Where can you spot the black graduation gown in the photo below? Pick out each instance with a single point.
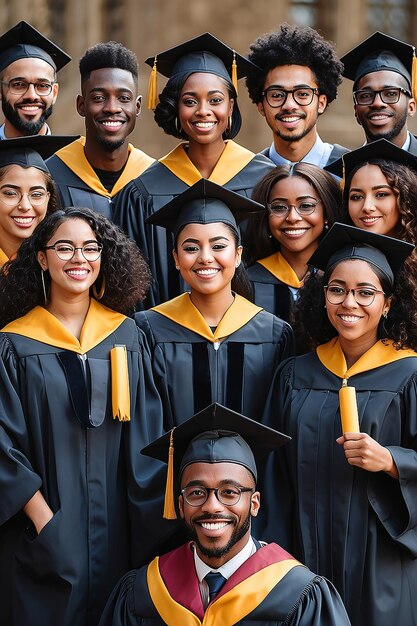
(357, 528)
(237, 169)
(63, 576)
(79, 185)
════════
> _Stated exercise_
Reproduce the wording of every item above verbatim, omitting the pictures.

> _The reply_
Where can you spot the black graduation gown in the photo below? Pick out each instance with a single point.
(357, 528)
(237, 169)
(63, 576)
(79, 185)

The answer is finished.